Action item:
What you output should match the data below exactly.
Start of Entries shown
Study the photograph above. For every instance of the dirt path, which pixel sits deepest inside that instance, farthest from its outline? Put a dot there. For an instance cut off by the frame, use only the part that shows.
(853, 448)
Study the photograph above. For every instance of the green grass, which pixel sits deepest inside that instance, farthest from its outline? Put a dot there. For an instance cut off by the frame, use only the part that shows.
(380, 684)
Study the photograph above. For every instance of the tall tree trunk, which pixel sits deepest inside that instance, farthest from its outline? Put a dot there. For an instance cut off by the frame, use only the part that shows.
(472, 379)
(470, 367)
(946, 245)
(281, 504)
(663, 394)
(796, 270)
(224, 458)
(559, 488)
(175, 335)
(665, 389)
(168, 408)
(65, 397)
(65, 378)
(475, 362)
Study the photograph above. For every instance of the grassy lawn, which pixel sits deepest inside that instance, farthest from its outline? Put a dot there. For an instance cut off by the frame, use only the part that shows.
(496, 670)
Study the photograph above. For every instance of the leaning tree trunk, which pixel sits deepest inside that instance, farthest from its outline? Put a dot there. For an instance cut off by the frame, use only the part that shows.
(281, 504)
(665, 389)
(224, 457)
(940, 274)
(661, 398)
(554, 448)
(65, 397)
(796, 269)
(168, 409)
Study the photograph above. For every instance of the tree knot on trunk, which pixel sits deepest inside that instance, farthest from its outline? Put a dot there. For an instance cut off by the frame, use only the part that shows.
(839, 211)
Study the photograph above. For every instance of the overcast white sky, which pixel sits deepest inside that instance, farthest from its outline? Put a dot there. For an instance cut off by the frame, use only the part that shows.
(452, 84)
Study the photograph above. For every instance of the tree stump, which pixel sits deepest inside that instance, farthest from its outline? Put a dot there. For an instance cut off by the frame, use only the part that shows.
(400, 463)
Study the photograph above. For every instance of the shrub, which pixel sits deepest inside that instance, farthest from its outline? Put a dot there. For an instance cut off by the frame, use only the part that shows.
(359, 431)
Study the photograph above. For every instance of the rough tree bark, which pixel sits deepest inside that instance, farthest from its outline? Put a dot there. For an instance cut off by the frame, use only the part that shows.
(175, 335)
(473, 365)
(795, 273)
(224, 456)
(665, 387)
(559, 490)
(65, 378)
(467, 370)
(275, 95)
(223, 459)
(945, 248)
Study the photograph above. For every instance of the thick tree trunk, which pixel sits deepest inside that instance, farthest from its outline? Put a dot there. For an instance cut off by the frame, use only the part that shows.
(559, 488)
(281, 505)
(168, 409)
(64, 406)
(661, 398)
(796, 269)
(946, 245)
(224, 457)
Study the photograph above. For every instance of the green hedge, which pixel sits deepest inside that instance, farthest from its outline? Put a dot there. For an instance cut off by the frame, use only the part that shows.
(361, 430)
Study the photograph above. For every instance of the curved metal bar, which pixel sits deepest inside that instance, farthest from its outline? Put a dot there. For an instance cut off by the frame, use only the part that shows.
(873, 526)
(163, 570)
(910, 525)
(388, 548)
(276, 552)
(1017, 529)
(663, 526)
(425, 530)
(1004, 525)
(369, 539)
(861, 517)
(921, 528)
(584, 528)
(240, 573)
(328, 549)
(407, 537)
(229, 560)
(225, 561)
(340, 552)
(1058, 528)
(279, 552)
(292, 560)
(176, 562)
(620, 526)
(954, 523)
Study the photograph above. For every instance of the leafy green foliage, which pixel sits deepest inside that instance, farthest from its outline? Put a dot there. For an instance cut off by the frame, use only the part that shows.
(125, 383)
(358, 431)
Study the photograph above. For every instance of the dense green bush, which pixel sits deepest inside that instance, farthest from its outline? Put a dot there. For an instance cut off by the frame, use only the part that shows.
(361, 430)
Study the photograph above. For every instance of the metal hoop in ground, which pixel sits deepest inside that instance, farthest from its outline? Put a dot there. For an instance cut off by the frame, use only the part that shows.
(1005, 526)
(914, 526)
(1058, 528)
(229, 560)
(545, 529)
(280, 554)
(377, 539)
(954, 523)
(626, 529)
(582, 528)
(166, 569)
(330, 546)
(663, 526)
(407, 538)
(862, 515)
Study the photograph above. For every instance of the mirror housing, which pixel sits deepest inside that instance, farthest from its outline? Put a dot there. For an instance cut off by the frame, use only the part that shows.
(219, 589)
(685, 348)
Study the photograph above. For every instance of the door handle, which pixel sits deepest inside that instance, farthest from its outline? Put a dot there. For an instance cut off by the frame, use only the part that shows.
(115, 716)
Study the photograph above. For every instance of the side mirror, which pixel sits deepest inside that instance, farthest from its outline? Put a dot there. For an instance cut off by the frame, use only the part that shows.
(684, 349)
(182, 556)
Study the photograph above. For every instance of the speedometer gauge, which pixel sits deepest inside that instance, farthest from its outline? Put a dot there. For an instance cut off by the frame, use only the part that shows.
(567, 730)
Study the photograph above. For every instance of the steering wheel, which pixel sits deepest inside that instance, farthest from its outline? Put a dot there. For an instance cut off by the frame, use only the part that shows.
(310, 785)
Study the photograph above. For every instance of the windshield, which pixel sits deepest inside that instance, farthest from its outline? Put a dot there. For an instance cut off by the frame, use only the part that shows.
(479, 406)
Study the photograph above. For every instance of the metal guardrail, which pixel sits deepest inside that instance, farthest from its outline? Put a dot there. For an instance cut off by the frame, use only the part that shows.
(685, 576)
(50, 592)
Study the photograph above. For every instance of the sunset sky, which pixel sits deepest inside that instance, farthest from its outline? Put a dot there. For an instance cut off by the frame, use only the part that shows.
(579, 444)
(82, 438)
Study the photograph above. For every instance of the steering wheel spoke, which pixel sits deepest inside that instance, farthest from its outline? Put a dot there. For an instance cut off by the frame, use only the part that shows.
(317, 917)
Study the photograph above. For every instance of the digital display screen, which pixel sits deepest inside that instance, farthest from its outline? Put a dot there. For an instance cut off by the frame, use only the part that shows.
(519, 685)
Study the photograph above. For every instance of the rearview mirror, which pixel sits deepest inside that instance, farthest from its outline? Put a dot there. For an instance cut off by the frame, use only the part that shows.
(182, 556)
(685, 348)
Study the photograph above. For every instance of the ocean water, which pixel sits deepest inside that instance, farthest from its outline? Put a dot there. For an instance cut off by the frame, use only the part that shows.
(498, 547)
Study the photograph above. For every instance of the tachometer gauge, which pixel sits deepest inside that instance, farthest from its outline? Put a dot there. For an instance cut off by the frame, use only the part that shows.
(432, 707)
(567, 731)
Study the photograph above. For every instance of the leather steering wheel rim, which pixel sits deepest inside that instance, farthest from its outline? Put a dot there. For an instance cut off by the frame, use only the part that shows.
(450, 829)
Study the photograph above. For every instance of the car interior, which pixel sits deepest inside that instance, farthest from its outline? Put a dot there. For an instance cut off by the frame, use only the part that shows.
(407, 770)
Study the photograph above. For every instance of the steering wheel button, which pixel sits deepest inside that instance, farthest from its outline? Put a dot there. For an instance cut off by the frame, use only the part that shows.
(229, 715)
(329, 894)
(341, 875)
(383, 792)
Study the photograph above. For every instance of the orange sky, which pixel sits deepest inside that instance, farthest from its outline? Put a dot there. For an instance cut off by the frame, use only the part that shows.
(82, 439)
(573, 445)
End of Entries shown
Final answer:
Study the photograph above. For every instance of the dirt path, which pixel sits deepest inside that instance, farthest from its outline? Put a dot there. For an instance cut off by the frame, use only the part that shows.
(853, 448)
Study the photograph above. For every instance of the green grass, which pixel sits deepest inside that instance, farthest from its outline? Put a dot there. For an instance cut off by the frame, use only the part that shows.
(380, 684)
Study the photograph above. For every instance of the tall tree trunk, which pixel sits deepest inside that instance, farthest from its outline? Put a dot there. For an instance cut off by the frame, use only the part that shows.
(472, 379)
(470, 367)
(946, 245)
(281, 504)
(663, 394)
(796, 270)
(224, 458)
(559, 488)
(175, 335)
(665, 389)
(168, 408)
(65, 397)
(65, 378)
(475, 362)
Study the photograph above. For every instance of the grassy lawn, which pixel sits deepest inside that instance, farthest from its outline? Put a dot there. For an instance cut off by the frame, use only the part that shows.
(496, 670)
Study the photograph above. For every instance of the leaning tree trunk, which pixel sits deepest inside that instance, farthest from its outline? Put a dot there. For an instance cut off by the frame, use only the part that shows.
(281, 504)
(665, 389)
(224, 457)
(940, 274)
(661, 398)
(554, 448)
(65, 397)
(796, 269)
(168, 409)
Study the photograph above. For every instance of the tree knot on trunk, which pixel sits deepest inside that instance, farthest from its outline? Put a dot there. For an instance cut off by the frame, use only the part that shows.
(839, 211)
Study the photograph above. For every instance of the overcast white sky, which pixel sits deepest inside that instance, farthest from its outline? Put a dot there. For an instance cut off by the frame, use only the part that shows.
(452, 84)
Study the photograph above. For every instance of the tree stump, which pixel sits deepest inside that instance, farthest from its outline? Put a dot there. For an instance cut off by the frame, use only the part that shows.
(400, 463)
Study the photograph above. For every instance of the shrub, which pixel sits deepest inside that instance, farthest from its outline? Put a dot there. For an instance cut off by the frame, use only the part that shows.
(359, 431)
Study the photograph above. For every instance of the rough tree bark, which pixel sits deepest inside that instance, farthest from its outline? Put a dot there. For an instance cut off by the frame, use only the part that shows.
(175, 335)
(473, 365)
(795, 273)
(224, 456)
(665, 387)
(559, 490)
(65, 378)
(467, 370)
(275, 95)
(223, 459)
(945, 248)
Study the photograph above. For every instance of the thick tree trunk, which pixel sits deepest inside that instance, farthest from its outline? Put a dot there. For an instance cut off by the frame, use only the part that shows.
(559, 488)
(281, 505)
(168, 409)
(64, 406)
(661, 398)
(796, 269)
(946, 245)
(224, 457)
Study the photograph above. For every instance of the green hedge, which pixel sits deepest inside that instance, farthest from its outline? Put a dot there. For an instance cut off by the frame, use only the part that shows.
(361, 430)
Study the photograph above. For every instance of the curved metal bar, which pixel sits deepest inside that instance, farthest from its outline? Put a dot there. For an instance cut off by the frame, use only the part that shows.
(873, 526)
(163, 570)
(910, 525)
(388, 548)
(276, 552)
(1017, 529)
(663, 526)
(425, 530)
(1004, 525)
(369, 539)
(861, 517)
(921, 528)
(584, 528)
(240, 573)
(328, 549)
(407, 537)
(229, 560)
(225, 561)
(340, 552)
(1058, 528)
(279, 552)
(292, 560)
(176, 562)
(620, 526)
(954, 523)
Study the photograph above. For every instance of the leafy green foliage, which pixel sits deepest inside that instance, farthest from its outline? Put a dot there. For an instance cut off by the frame, use only the part that shows.
(125, 383)
(358, 431)
Study the photograph above. For every instance of the dense green bush, which pixel sits deepest inside that instance, farthest from its outline? Put a dot there. For an instance cut off by the frame, use only the part that shows.
(361, 430)
Study the photograph above. For every instance of the metal hoop in ground, which pixel sits deepest inside that instance, farthest from its outline? Put a dot there. For an instance cut off by the frame, use only the part that shows.
(1005, 526)
(914, 526)
(1058, 528)
(229, 560)
(545, 529)
(280, 554)
(377, 539)
(954, 523)
(626, 529)
(582, 528)
(166, 569)
(330, 546)
(663, 526)
(407, 538)
(862, 515)
Study the photograph above. For every instance of the mirror housing, which pixel sits deepest inside that instance, farthest from its outline? Put a dot there. For an instance cut off by the frame, use only the part that shows.
(219, 589)
(685, 348)
Study the photograph above. For every instance of the door handle, which pixel sits deepest inside that instance, farthest from its outline? Put a dot there. For an instance cut off by the frame, use only the part that shows.
(115, 716)
Study the photograph above. For every instance of the side mirror, which pixel sits deepest inside that instance, farthest from its outline? Put a dot there. For an instance cut off by the frame, use only the part that shows.
(684, 349)
(182, 556)
Study the photograph above. For every instance of the speedometer gauge, which pixel sits deepest inside that instance, farthest from its outline? Put a dot there. For an instance cut off by the frame, use only the part that shows.
(567, 730)
Study the photograph above. For every instance of the steering wheel, which pixel sits deepest inside that instance, farthest from its outline? Put a dot there. For an instance cut off by the frame, use only the part that shows.
(310, 785)
Study the photograph above. For every instance of the windshield, which pixel sits deepest inside that instance, farthest from its outline? Put a dot there. For an instance cut off by the frame, use only the part that shows.
(479, 406)
Study the photograph above. For every instance of the metal guardrail, which pixel sits deepest inside that instance, farthest from its outline? Put a dot there. For an instance cut off by the frame, use only the part that shows.
(685, 576)
(50, 592)
Study the photograph above. For every instance of the sunset sky, which pixel sits deepest inside that instance, farthest from its outline? Put a dot there. For an instance cut off by the frame, use only the part that shows.
(579, 444)
(82, 438)
Study the photograph above. For every instance of the steering wheel spoke, which pixel sits deepest inside that instance, farthest from its outline? Put a dot there. For an instance cut off by the frame, use only the part that shows.
(317, 917)
Study the photograph above. For every instance of the digital display screen, which pixel sits deepest inside that instance, farthest from its outline? Put a dot there. For an instance cut off by the frame, use only the part that shows.
(519, 685)
Study the photograph above. For every instance of the rearview mirror, which pixel sits deepest inside that instance, farthest from its outline? Put a dot there. For an instance cut off by the frame, use only the part that shows.
(182, 556)
(685, 348)
Study the photograph above. For every instance of the ocean water, which pixel sits deepest inside that instance, farthest from its outline? Put a dot there. For an instance cut off by the frame, use only the part that shows.
(498, 547)
Study the photograph above. For every instance of the tachometer gauge, which pixel sits deepest inside that instance, farthest from its outline? Put a dot there. For an instance cut off by the frame, use only the part that shows.
(432, 707)
(567, 731)
Study the photograph above. For every instance of the leather steering wheel rim, which pixel sits deepest inside that instance, farthest from its outline? Put a dot there. For an instance cut off by the frame, use only the part that shows.
(450, 829)
Study the photograph above. For every instance of the car interior, which pixel sits deepest inside that instance, farthest from its outline? Put a dot there. For an instance cut off by the frame, use only the part that shows.
(407, 770)
Study the photograph above. For every instance of the steering wheel button, which pixel sits deepest inside that instance, farthest from its outline? Put a dot there. For an instance cut off by the frame, use only the part that shows.
(229, 715)
(329, 894)
(341, 875)
(383, 792)
Study the photograph above. For every instance of the orange sky, which pixel sits deepest inside that instance, farthest from its outline? Put a dot there. For an instance cut off by the frame, use only the part that shows.
(82, 439)
(573, 445)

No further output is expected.